▶ EXERCISE PROMPT
Rewrite the records below, changing every "one point per instance" to "one point for each instance" and leaving all other text as it is.

Records from a data collection
•••

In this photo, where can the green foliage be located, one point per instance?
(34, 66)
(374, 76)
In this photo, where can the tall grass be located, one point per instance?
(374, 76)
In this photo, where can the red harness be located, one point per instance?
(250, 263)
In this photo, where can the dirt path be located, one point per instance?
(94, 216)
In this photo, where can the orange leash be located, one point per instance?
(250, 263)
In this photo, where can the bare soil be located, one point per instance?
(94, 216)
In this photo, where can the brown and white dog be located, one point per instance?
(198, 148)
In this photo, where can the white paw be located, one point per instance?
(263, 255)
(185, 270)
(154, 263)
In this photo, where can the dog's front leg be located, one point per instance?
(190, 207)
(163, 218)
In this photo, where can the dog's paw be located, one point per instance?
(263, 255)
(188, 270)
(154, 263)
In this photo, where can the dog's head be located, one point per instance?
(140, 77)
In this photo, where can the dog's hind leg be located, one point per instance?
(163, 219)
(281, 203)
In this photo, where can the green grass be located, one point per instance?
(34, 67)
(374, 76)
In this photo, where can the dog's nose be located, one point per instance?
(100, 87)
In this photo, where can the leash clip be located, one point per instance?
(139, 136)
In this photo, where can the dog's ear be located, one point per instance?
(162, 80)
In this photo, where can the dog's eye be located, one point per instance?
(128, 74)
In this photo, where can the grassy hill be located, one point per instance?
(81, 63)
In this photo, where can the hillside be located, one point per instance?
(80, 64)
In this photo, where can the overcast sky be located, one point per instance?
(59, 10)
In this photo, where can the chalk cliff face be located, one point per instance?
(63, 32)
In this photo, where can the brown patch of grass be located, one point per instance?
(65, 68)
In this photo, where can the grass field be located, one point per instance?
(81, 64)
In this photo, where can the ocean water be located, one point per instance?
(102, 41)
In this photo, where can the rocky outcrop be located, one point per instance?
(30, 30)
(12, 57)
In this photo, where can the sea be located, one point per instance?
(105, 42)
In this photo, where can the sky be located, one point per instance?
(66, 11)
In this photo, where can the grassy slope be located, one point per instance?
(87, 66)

•••

▶ SOLUTION FOR THIS EXERCISE
In this photo, where can the green foliage be located, one point for each instance?
(34, 66)
(374, 76)
In this photo, where can the tall grass be located, one point for each instance?
(374, 76)
In this photo, where can the red harness be located, one point for each instance?
(250, 263)
In this photo, where can the dirt path be located, one point for each instance?
(94, 216)
In this photo, where can the orange leash be located, one point for each instance?
(250, 263)
In this photo, where can the bare soil be located, one point for each instance?
(94, 216)
In this photo, where can the brown and white dog be located, one point for each instance?
(198, 148)
In this photo, where can the white paw be located, one point for each instance?
(263, 255)
(185, 270)
(154, 263)
In this photo, where can the dog's front leg be located, one point for each instance?
(190, 207)
(163, 218)
In this photo, where can the dog's paw be located, one point for each instance?
(263, 255)
(188, 270)
(154, 263)
In this photo, where can the dog's head be located, one point for each instance?
(140, 77)
In this photo, where can the dog's hind leg be located, one point for each instance?
(163, 219)
(281, 203)
In this photo, where can the green grass be located, one point for each instance?
(34, 67)
(374, 76)
In this photo, where can the dog's nose be located, one point for each instance?
(100, 87)
In this photo, where can the leash clip be located, one point for each instance?
(139, 136)
In this photo, where can the dog's ear be located, one point for each instance?
(162, 80)
In this photo, where can the dog's eye be located, one point for each instance?
(128, 74)
In this photo, where can the grassy hill be located, one point for each instance?
(81, 63)
In this photo, where can the hillside be located, one point for each instance?
(80, 64)
In this photo, where can the overcast sky be located, one point for each instance?
(59, 10)
In this photo, where can the chalk cliff face be located, one point for each instance?
(63, 32)
In this photo, where can the brown patch of grass be located, one point for each instance?
(65, 68)
In this photo, where can the grass field be located, one point for each instance?
(81, 64)
In this photo, where can the ocean water be located, one point for each instance?
(102, 41)
In this photo, where can the rocky outcrop be located, one point for each instance?
(30, 30)
(12, 57)
In this photo, where can the sea be located, one point for each instance?
(105, 42)
In this photo, where can the sky be located, one point for each instance?
(66, 11)
In this photo, where can the grassy slope be located, one point for each instance?
(87, 66)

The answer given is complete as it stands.